* Begin Record excerpts *

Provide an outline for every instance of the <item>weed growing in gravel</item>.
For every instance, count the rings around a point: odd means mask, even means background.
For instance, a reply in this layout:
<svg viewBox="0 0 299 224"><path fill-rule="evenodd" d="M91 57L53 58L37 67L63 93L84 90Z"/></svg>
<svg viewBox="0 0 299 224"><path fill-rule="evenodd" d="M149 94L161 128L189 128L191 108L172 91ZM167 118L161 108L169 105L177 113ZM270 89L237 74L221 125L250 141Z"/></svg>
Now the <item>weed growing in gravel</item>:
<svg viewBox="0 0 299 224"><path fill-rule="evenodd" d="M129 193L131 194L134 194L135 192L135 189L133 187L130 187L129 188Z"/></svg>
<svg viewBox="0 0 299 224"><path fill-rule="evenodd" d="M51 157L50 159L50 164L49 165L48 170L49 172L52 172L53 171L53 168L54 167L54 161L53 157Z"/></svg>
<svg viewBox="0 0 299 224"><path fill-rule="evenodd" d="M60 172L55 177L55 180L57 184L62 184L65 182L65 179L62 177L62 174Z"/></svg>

* End Record excerpts *

Written request ▸ Can you render every line of the records above as a Markdown table with two columns, Row for the row number and Line for the line itself, leaving out any blank lines?

Result for this task ▸
| Row | Line |
|---|---|
| 1 | Provide an outline for every instance of the <item>weed growing in gravel</item>. |
| 2 | For every instance, count the rings around a point: odd means mask, even means background. |
| 3 | For instance, a reply in this layout: |
| 4 | <svg viewBox="0 0 299 224"><path fill-rule="evenodd" d="M91 57L53 58L37 67L63 93L84 90Z"/></svg> |
| 5 | <svg viewBox="0 0 299 224"><path fill-rule="evenodd" d="M149 94L161 128L189 128L191 108L172 91ZM167 118L161 108L169 105L177 113ZM270 89L237 74L221 125L250 141Z"/></svg> |
| 6 | Now the <item>weed growing in gravel</item>: |
| 7 | <svg viewBox="0 0 299 224"><path fill-rule="evenodd" d="M129 193L131 194L134 194L135 192L135 189L133 187L130 187L129 188Z"/></svg> |
| 8 | <svg viewBox="0 0 299 224"><path fill-rule="evenodd" d="M51 157L50 159L50 164L49 165L48 170L49 172L52 172L53 171L53 168L54 167L54 161L53 157Z"/></svg> |
| 9 | <svg viewBox="0 0 299 224"><path fill-rule="evenodd" d="M60 172L55 177L55 180L57 184L62 184L65 182L65 179L62 177L62 174Z"/></svg> |